**TASK DESCRIPTION**
In the records below, locate the line containing "# locate raw steak: put"; output that line and every following line through the last, exactly.

**DATA ENTRIES**
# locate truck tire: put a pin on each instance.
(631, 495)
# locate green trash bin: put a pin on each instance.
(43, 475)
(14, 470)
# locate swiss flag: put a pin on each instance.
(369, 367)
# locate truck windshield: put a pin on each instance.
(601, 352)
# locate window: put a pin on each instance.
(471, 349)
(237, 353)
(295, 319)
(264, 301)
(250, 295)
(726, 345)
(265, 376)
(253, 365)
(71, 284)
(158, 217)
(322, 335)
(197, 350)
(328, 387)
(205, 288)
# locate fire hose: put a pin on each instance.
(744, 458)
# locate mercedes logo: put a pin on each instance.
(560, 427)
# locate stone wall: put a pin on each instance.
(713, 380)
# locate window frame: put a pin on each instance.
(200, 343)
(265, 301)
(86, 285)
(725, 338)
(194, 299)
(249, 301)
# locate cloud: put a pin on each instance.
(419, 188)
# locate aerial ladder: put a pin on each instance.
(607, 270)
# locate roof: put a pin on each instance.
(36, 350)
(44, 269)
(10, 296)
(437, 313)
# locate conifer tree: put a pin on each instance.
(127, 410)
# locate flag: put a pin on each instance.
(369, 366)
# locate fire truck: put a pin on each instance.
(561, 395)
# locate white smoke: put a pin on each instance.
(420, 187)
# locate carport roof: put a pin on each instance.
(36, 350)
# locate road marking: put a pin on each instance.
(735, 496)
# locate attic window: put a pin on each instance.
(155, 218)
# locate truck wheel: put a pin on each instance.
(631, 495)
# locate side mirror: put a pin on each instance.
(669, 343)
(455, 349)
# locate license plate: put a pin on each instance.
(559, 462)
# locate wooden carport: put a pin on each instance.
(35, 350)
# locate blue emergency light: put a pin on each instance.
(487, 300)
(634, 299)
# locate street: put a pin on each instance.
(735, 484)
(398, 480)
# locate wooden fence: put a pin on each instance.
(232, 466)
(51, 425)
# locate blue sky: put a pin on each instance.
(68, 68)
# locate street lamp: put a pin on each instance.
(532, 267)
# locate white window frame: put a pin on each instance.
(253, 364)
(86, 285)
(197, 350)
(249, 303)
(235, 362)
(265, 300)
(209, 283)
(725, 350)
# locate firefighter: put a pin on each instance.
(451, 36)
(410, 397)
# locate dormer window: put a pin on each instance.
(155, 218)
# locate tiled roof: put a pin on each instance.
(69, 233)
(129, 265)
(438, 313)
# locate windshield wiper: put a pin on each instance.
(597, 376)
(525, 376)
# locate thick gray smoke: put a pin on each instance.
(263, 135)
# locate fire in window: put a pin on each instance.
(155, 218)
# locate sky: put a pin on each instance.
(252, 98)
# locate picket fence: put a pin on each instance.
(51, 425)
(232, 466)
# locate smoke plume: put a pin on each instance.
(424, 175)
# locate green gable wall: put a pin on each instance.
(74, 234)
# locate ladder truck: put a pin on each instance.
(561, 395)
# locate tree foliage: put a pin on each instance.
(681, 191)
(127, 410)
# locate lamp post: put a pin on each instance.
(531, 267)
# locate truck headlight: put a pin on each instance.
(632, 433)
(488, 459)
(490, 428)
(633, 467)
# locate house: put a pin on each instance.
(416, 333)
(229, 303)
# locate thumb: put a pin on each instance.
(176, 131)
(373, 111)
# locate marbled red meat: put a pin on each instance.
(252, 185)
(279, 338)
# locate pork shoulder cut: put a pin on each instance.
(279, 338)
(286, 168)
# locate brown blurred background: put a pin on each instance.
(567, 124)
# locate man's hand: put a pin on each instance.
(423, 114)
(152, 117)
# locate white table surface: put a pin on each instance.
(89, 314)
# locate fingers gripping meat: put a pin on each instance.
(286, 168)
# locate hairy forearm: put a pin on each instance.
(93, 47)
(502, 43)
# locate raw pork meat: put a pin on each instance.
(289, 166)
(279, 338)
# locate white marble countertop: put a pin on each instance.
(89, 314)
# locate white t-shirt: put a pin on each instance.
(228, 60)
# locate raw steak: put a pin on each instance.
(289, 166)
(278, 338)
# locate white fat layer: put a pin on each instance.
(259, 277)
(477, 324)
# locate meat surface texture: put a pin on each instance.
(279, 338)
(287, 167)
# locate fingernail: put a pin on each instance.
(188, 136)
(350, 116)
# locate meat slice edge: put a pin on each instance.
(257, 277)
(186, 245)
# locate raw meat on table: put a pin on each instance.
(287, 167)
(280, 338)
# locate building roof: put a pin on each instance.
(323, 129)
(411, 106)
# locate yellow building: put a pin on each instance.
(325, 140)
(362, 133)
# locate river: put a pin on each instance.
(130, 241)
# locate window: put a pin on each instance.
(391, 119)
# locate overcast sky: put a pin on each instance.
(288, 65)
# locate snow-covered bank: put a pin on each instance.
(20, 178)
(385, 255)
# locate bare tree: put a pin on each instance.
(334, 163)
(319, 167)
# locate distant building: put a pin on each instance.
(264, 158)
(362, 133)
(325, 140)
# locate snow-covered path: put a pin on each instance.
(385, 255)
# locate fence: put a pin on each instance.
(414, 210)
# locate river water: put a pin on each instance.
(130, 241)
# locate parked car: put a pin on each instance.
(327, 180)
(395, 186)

**ANSWER TO THIS PROBLEM**
# locate raw steak: put a pin on each instance.
(289, 166)
(278, 338)
# locate white fat layer: put a pin on each instance.
(259, 277)
(477, 324)
# locate meat surface texture: put a pin on each instance.
(279, 338)
(287, 167)
# locate fingernail: put a pin on each instance.
(188, 136)
(350, 116)
# locate meat slice edge: put a pin on each instance.
(257, 277)
(186, 245)
# locate raw meat on table: put a pin on each instance.
(287, 167)
(280, 338)
# locate building roof: put a pin on each instance.
(323, 129)
(411, 106)
# locate yellow building: put a pin on each instance.
(325, 140)
(362, 133)
# locate river: put a pin on each instance.
(130, 241)
# locate window: put a pin on each instance.
(391, 119)
# locate overcast sky: put a pin on each instance.
(288, 65)
# locate snow-covered bank: put a pin on each instance.
(20, 178)
(385, 255)
# locate bare tree: put a pin on each instance.
(334, 163)
(319, 167)
# locate distant building: put a pin on each instance.
(264, 158)
(362, 133)
(325, 140)
# locate snow-covered path: put a pin on each instance.
(385, 255)
# locate fence: put a pin on each instance.
(414, 210)
# locate river water: put a pin on each instance.
(130, 241)
# locate parked car: put a pin on each instance.
(327, 180)
(395, 186)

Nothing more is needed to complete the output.